**DATA PROVIDED**

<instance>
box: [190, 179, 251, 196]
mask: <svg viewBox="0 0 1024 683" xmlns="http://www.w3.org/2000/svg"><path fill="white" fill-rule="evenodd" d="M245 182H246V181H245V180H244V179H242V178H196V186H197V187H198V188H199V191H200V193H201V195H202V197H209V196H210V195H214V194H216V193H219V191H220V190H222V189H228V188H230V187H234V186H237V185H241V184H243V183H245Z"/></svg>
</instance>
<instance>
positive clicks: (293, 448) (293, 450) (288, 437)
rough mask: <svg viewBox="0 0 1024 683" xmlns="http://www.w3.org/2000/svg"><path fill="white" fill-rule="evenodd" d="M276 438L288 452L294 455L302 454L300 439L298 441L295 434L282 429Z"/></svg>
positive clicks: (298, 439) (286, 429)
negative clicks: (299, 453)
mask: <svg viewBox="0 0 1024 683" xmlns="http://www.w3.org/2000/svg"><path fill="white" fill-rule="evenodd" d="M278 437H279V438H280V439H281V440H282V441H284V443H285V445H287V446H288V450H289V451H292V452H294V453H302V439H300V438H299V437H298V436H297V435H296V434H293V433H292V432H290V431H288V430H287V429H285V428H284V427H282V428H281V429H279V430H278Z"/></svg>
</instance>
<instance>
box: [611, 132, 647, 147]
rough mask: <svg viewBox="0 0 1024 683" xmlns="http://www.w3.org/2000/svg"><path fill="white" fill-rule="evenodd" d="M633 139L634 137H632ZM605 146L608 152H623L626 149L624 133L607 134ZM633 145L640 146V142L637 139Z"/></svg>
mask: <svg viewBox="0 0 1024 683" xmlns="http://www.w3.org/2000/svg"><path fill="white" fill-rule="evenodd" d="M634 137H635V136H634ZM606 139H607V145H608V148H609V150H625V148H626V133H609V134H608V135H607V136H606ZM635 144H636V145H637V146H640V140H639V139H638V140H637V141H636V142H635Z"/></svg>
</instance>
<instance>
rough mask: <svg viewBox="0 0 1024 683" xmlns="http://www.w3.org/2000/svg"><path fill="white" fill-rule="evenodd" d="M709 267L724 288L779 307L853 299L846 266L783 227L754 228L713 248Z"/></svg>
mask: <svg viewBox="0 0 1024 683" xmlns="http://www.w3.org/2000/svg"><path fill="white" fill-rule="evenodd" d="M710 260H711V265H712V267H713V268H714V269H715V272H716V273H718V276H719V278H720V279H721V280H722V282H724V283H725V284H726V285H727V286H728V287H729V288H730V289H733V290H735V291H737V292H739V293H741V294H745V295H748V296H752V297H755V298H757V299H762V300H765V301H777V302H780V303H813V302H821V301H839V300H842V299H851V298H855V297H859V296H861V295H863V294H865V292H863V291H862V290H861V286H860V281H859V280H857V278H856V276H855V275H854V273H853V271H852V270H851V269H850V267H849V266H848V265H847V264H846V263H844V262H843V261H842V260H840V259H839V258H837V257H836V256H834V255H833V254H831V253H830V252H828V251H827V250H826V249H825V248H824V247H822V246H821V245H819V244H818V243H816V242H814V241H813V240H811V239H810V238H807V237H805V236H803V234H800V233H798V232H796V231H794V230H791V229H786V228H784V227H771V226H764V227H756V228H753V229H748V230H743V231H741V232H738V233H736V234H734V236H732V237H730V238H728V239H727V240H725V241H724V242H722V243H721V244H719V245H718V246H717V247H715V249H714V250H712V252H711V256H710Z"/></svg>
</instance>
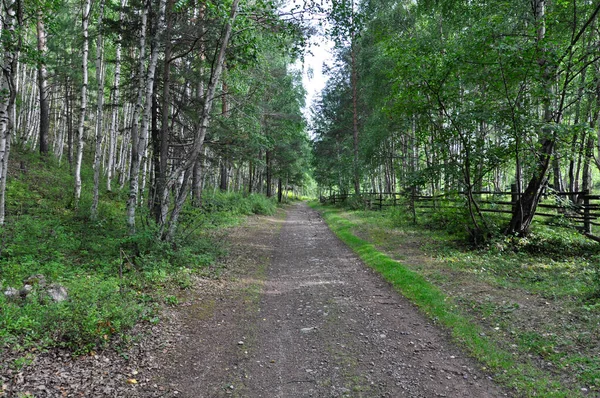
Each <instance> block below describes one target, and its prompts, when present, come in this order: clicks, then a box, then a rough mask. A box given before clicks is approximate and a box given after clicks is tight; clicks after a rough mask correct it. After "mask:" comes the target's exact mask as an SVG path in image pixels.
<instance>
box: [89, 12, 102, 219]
mask: <svg viewBox="0 0 600 398" xmlns="http://www.w3.org/2000/svg"><path fill="white" fill-rule="evenodd" d="M103 18H104V0H100V15H99V16H98V37H97V42H96V81H97V82H98V94H97V96H98V99H97V109H96V147H95V150H94V165H93V167H94V193H93V197H92V208H91V209H90V218H91V220H92V221H95V220H96V219H97V218H98V200H99V196H100V159H101V157H102V141H103V140H104V131H103V130H102V129H103V125H102V121H103V118H102V116H103V114H104V109H103V108H104V72H103V70H102V61H103V58H104V52H103V51H102V50H103V48H104V43H103V38H102V23H103V21H102V20H103Z"/></svg>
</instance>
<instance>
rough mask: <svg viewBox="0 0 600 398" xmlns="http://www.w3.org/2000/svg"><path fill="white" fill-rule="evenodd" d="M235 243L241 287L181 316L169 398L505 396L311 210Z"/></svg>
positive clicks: (195, 293)
mask: <svg viewBox="0 0 600 398" xmlns="http://www.w3.org/2000/svg"><path fill="white" fill-rule="evenodd" d="M231 238H232V240H233V241H234V242H236V243H235V246H234V248H233V253H232V254H233V256H232V260H231V261H232V264H230V266H232V267H233V268H235V267H236V266H237V267H240V271H238V272H239V274H238V275H237V277H235V278H233V280H234V282H231V283H223V285H221V286H220V287H217V288H215V287H214V286H212V287H210V288H207V289H205V290H206V291H200V292H196V293H191V294H190V295H189V296H188V297H187V298H185V299H184V301H185V302H184V304H183V305H182V306H181V307H180V308H178V309H176V310H175V311H174V312H173V314H172V315H173V318H172V326H173V330H175V331H176V332H175V333H174V335H173V336H174V337H173V339H172V340H171V341H170V343H169V344H168V345H167V346H166V347H165V349H164V350H163V351H162V354H161V355H160V356H159V358H158V362H159V363H161V364H163V365H162V366H161V368H162V369H161V370H160V376H154V377H153V378H152V380H150V383H149V384H152V383H154V384H153V387H154V388H158V389H159V390H160V391H164V394H163V395H164V396H179V397H181V396H185V397H214V396H239V397H345V396H348V397H499V396H506V395H507V393H506V392H504V391H502V390H501V389H500V388H499V387H497V386H495V385H494V383H493V382H492V381H491V380H489V379H488V378H487V377H486V376H485V375H484V374H483V373H482V372H481V371H480V370H479V369H480V365H478V364H477V363H476V362H474V361H473V360H471V359H470V358H468V357H467V356H466V355H465V354H464V353H463V352H461V350H460V349H459V348H457V347H456V345H455V344H454V343H453V342H451V340H450V339H449V337H448V335H447V333H446V332H444V331H441V330H440V329H439V328H438V327H436V326H435V325H433V324H432V322H431V321H430V320H428V319H427V318H426V317H424V316H423V315H422V314H421V313H419V311H418V310H417V309H416V308H415V307H414V306H413V305H412V304H411V303H410V302H408V301H407V300H406V299H404V298H403V297H401V296H399V295H398V294H397V293H396V292H395V291H394V290H393V289H392V288H391V287H390V286H389V285H388V284H387V283H386V282H384V281H383V280H382V279H381V278H380V277H379V276H378V275H376V274H374V272H372V271H371V270H370V269H368V268H367V267H366V266H365V265H363V264H362V263H361V262H360V261H359V260H358V259H357V257H356V256H355V255H354V254H353V253H352V252H351V251H350V250H349V249H348V248H347V247H346V246H345V245H344V244H343V243H341V242H340V241H339V240H338V239H337V238H336V237H335V236H334V235H333V234H332V232H331V231H330V230H329V229H328V228H327V226H326V225H325V223H324V222H323V221H322V220H321V218H320V216H319V215H318V213H316V212H315V211H314V210H312V209H310V208H309V207H308V206H307V205H306V204H298V205H295V206H294V207H292V208H290V209H289V210H288V212H287V218H286V219H285V221H284V220H283V219H281V218H280V219H277V218H272V219H264V218H263V219H261V220H254V222H252V223H250V224H249V225H247V226H246V227H245V228H242V229H240V230H239V231H238V232H236V233H235V234H234V236H232V237H231ZM201 290H202V289H201ZM198 294H199V295H198ZM156 391H157V390H154V392H156Z"/></svg>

**WORK REQUIRED**
Apart from the pictures, repeat every entry exactly.

**SOLUTION FOR THIS TASK**
<instance>
box: [190, 179, 251, 196]
mask: <svg viewBox="0 0 1024 683" xmlns="http://www.w3.org/2000/svg"><path fill="white" fill-rule="evenodd" d="M245 182H246V181H245V180H244V179H242V178H196V186H197V187H198V188H199V191H200V193H201V195H202V197H209V196H210V195H214V194H216V193H219V191H220V190H222V189H228V188H230V187H234V186H237V185H241V184H243V183H245Z"/></svg>
</instance>
<instance>
positive clicks: (293, 448) (293, 450) (288, 437)
rough mask: <svg viewBox="0 0 1024 683" xmlns="http://www.w3.org/2000/svg"><path fill="white" fill-rule="evenodd" d="M276 438L288 452L294 455L302 454L300 439L298 441L295 434L282 429Z"/></svg>
positive clicks: (298, 439) (286, 429)
negative clicks: (299, 453)
mask: <svg viewBox="0 0 1024 683" xmlns="http://www.w3.org/2000/svg"><path fill="white" fill-rule="evenodd" d="M278 437H279V438H280V439H281V440H282V441H284V443H285V445H287V446H288V450H289V451H292V452H294V453H302V439H300V438H299V437H298V436H297V435H296V434H293V433H292V432H290V431H288V430H287V429H285V428H284V427H282V428H281V429H279V430H278Z"/></svg>
</instance>
<instance>
box: [611, 132, 647, 147]
rough mask: <svg viewBox="0 0 1024 683" xmlns="http://www.w3.org/2000/svg"><path fill="white" fill-rule="evenodd" d="M633 139L634 137H632ZM605 146L608 152H623L626 149L624 133L607 134ZM633 145L640 146V142L637 139Z"/></svg>
mask: <svg viewBox="0 0 1024 683" xmlns="http://www.w3.org/2000/svg"><path fill="white" fill-rule="evenodd" d="M634 137H635V136H634ZM606 139H607V145H608V148H609V150H625V148H626V133H609V134H608V135H607V136H606ZM635 144H636V145H637V146H640V140H639V139H638V140H637V141H636V142H635Z"/></svg>
</instance>
<instance>
rough mask: <svg viewBox="0 0 1024 683" xmlns="http://www.w3.org/2000/svg"><path fill="white" fill-rule="evenodd" d="M709 267L724 288L779 307L853 299L846 266L783 227L754 228L713 248Z"/></svg>
mask: <svg viewBox="0 0 1024 683" xmlns="http://www.w3.org/2000/svg"><path fill="white" fill-rule="evenodd" d="M710 260H711V265H712V267H713V268H714V269H715V272H716V273H718V276H719V278H720V279H721V280H722V282H724V283H725V284H726V285H727V286H728V287H729V288H730V289H733V290H735V291H737V292H739V293H741V294H745V295H748V296H752V297H755V298H757V299H762V300H765V301H777V302H780V303H813V302H821V301H839V300H842V299H851V298H855V297H859V296H861V295H863V294H865V292H863V291H862V290H861V286H860V281H859V280H857V278H856V276H855V275H854V273H853V271H852V270H851V269H850V267H849V266H848V265H847V264H846V263H844V262H843V261H842V260H840V259H839V258H837V257H836V256H834V255H833V254H831V253H830V252H828V251H827V250H826V249H825V248H824V247H822V246H821V245H819V244H818V243H816V242H814V241H813V240H811V239H810V238H807V237H805V236H803V234H800V233H798V232H796V231H794V230H791V229H786V228H784V227H771V226H764V227H756V228H753V229H748V230H743V231H741V232H738V233H736V234H734V236H732V237H730V238H728V239H727V240H725V241H724V242H722V243H721V244H719V245H718V246H717V247H715V249H714V250H712V252H711V256H710Z"/></svg>
</instance>
Each <instance> block below describes one target, and its prompts, when present, come in this order: clicks, then a box, then a rough mask. A box given before clicks is approximate and a box given after clicks is tight; clicks after a rough mask correct it. After "mask:" comes the target's exact mask as an SVG path in image pixels.
<instance>
box: [89, 12, 102, 219]
mask: <svg viewBox="0 0 600 398" xmlns="http://www.w3.org/2000/svg"><path fill="white" fill-rule="evenodd" d="M103 18H104V0H100V15H99V16H98V37H97V42H96V81H97V82H98V94H97V96H98V99H97V109H96V147H95V150H94V165H93V167H94V193H93V197H92V208H91V209H90V218H91V220H92V221H95V220H96V219H97V218H98V200H99V196H100V159H101V157H102V141H103V140H104V131H103V130H102V129H103V125H102V121H103V118H102V116H103V114H104V109H103V108H104V72H103V70H102V61H103V58H104V52H103V51H102V50H103V48H104V43H103V38H102V23H103V21H102V20H103Z"/></svg>
</instance>
<instance>
rough mask: <svg viewBox="0 0 600 398" xmlns="http://www.w3.org/2000/svg"><path fill="white" fill-rule="evenodd" d="M235 243L241 287L181 316L169 398L505 396L311 210Z"/></svg>
positive clicks: (195, 293)
mask: <svg viewBox="0 0 600 398" xmlns="http://www.w3.org/2000/svg"><path fill="white" fill-rule="evenodd" d="M231 238H232V240H233V241H234V242H236V243H235V246H234V248H233V253H232V254H233V256H232V260H231V261H232V264H230V266H232V267H233V268H235V267H236V266H237V267H240V271H238V272H239V274H238V275H237V277H235V278H233V280H234V282H231V283H223V285H221V286H220V287H217V288H215V287H214V286H212V287H210V288H207V289H205V290H206V291H200V292H196V293H191V294H190V295H189V296H188V297H187V298H185V299H184V301H185V302H184V304H183V305H182V306H181V307H180V308H178V309H176V310H175V311H174V312H173V314H172V315H173V318H172V326H173V330H175V331H176V332H175V333H174V335H173V336H174V337H173V339H172V340H171V341H170V343H169V344H168V345H167V346H166V347H165V349H164V350H163V351H162V354H161V355H160V356H159V358H158V362H159V363H161V364H163V365H162V366H161V368H162V369H161V370H160V376H154V377H153V378H152V380H150V383H149V384H152V383H154V384H153V387H154V388H158V389H159V390H160V391H164V394H163V395H164V396H179V397H181V396H185V397H214V396H239V397H345V396H348V397H499V396H506V395H507V393H506V392H504V391H502V390H501V389H500V388H499V387H497V386H495V385H494V383H493V382H492V381H491V380H489V379H488V378H487V377H486V376H485V375H484V374H483V373H482V372H481V371H480V370H479V369H480V365H478V364H477V363H476V362H474V361H473V360H471V359H470V358H468V357H467V356H466V355H465V354H464V353H463V352H461V350H460V349H459V348H457V347H456V345H455V344H454V343H453V342H451V340H450V339H449V337H448V335H447V333H446V332H444V331H441V330H440V329H439V328H438V327H436V326H435V325H433V324H432V322H431V321H430V320H428V319H427V318H426V317H424V316H423V315H422V314H421V313H419V311H418V310H417V309H416V308H415V307H414V306H413V305H412V304H411V303H410V302H408V301H407V300H406V299H404V298H403V297H401V296H399V295H398V294H397V293H396V292H395V291H394V290H393V289H392V288H391V287H390V286H389V285H388V284H387V283H386V282H384V281H383V280H382V279H381V278H380V277H379V276H378V275H376V274H374V272H372V271H371V270H370V269H368V268H367V267H366V266H365V265H363V264H362V263H361V262H360V261H359V260H358V259H357V257H356V256H355V255H354V254H353V253H352V252H351V251H350V250H349V249H348V248H347V247H346V246H345V245H344V244H343V243H341V242H340V241H339V240H338V239H337V238H336V237H335V236H334V235H333V234H332V232H331V231H330V230H329V229H328V228H327V226H326V225H325V223H324V222H323V221H322V220H321V218H320V216H319V215H318V213H316V212H315V211H314V210H312V209H310V208H309V207H308V206H307V205H306V204H298V205H295V206H294V207H292V208H290V209H289V210H288V212H287V218H286V219H285V221H284V220H283V219H281V218H280V219H277V218H272V219H264V218H263V219H261V220H254V222H252V223H250V224H249V225H247V226H246V227H245V228H242V229H240V230H239V231H238V232H236V233H235V234H234V236H232V237H231ZM201 290H202V289H201ZM198 294H199V295H198ZM156 391H157V390H154V392H156Z"/></svg>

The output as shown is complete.